DATA FOR PROCESSING.
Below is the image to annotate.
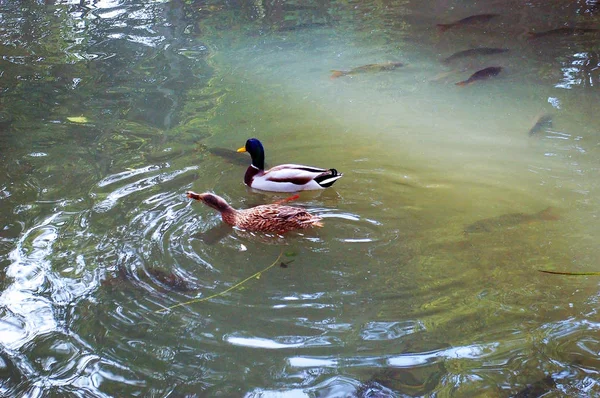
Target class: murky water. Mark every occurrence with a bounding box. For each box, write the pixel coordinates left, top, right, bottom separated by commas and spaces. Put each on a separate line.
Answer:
0, 0, 600, 397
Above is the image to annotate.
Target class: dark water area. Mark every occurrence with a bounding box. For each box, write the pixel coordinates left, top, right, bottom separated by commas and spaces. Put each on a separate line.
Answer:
0, 0, 600, 397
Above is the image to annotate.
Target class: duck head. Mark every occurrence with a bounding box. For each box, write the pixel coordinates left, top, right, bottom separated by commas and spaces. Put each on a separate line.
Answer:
237, 138, 265, 170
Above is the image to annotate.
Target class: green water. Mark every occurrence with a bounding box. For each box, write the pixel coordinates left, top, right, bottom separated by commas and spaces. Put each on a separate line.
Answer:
0, 1, 600, 397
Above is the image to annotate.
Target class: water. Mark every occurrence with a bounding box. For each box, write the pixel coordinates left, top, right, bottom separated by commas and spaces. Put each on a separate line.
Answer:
0, 1, 600, 397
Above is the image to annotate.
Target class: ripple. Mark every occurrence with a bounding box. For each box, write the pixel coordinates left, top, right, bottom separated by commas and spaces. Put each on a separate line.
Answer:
224, 336, 333, 350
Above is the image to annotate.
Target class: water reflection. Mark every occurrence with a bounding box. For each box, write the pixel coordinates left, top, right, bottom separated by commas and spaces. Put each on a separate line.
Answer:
0, 0, 600, 397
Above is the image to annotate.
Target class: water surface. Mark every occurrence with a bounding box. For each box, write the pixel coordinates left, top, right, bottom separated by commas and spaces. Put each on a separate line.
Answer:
0, 1, 600, 397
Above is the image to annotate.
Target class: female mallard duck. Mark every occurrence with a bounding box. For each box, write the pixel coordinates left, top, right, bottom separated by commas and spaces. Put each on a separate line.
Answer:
186, 191, 323, 234
237, 138, 343, 192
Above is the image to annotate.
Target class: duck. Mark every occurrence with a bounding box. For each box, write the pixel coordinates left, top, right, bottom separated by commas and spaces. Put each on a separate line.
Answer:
237, 138, 343, 192
186, 191, 323, 234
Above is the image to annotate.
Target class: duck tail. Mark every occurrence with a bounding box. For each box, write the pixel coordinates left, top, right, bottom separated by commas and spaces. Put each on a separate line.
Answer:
315, 169, 344, 188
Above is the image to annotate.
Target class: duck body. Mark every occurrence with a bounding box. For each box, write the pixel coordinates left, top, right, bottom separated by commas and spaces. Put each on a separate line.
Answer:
238, 138, 343, 192
186, 191, 323, 234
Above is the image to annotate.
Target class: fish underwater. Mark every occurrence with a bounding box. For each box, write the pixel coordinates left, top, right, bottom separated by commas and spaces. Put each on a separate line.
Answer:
464, 207, 559, 234
442, 47, 509, 64
331, 62, 404, 79
437, 14, 498, 32
527, 28, 600, 39
528, 114, 552, 137
456, 66, 502, 86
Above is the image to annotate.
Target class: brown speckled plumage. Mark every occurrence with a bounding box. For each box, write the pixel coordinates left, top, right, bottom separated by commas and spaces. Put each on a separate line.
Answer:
186, 191, 323, 234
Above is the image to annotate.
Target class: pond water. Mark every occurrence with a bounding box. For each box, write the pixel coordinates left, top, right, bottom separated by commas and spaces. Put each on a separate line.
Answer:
0, 0, 600, 397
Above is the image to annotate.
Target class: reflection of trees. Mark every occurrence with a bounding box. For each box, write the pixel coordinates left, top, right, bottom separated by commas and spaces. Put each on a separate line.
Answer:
0, 0, 211, 127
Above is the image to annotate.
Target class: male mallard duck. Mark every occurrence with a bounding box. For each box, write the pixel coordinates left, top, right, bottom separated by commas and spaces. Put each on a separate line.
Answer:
237, 138, 343, 192
186, 191, 323, 234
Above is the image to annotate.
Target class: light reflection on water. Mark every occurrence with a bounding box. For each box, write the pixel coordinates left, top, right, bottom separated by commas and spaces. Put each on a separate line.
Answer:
0, 1, 600, 397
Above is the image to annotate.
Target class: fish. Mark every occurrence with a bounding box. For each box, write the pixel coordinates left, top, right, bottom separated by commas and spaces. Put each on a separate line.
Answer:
464, 207, 559, 234
456, 66, 502, 86
437, 14, 498, 32
527, 27, 600, 40
528, 114, 552, 137
442, 47, 509, 64
331, 62, 404, 79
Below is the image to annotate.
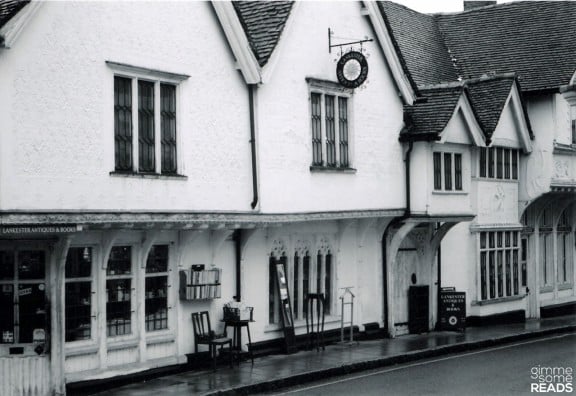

PROBLEM REQUIREMENTS. Put the material from its start through the line containing "237, 138, 265, 170", inclusive, into a two-column CSV with the headers instruction and response. Each row should pair a text calling for an answer with that answer, each in one quoted field with line breaks turned into spaces, and the pictures left out.

WRITTEN SOLUTION.
instruction,response
"Below is the image to annotate. Target class: murky water. Mark every occurrence with a bounding box. For each box, write the pixel coordinates left, top, right, bottom separated by commas and spaces. Put each on a separate line. Answer:","0, 0, 600, 397"
"Above is the image to annotate. Target class: dark water area. Mark every occurrence with a bounding box. For each box, write the pixel coordinates left, top, right, bottom separated by commas and spaces. Put each on a separate line. Answer:","0, 0, 600, 397"
"Above is the image to annotate. Target class: duck head. Mark every occurrence with a bounding box. For each box, write the pixel coordinates left, top, right, bottom separated by commas and spaces. Put each on a separate line. Answer:","237, 138, 265, 170"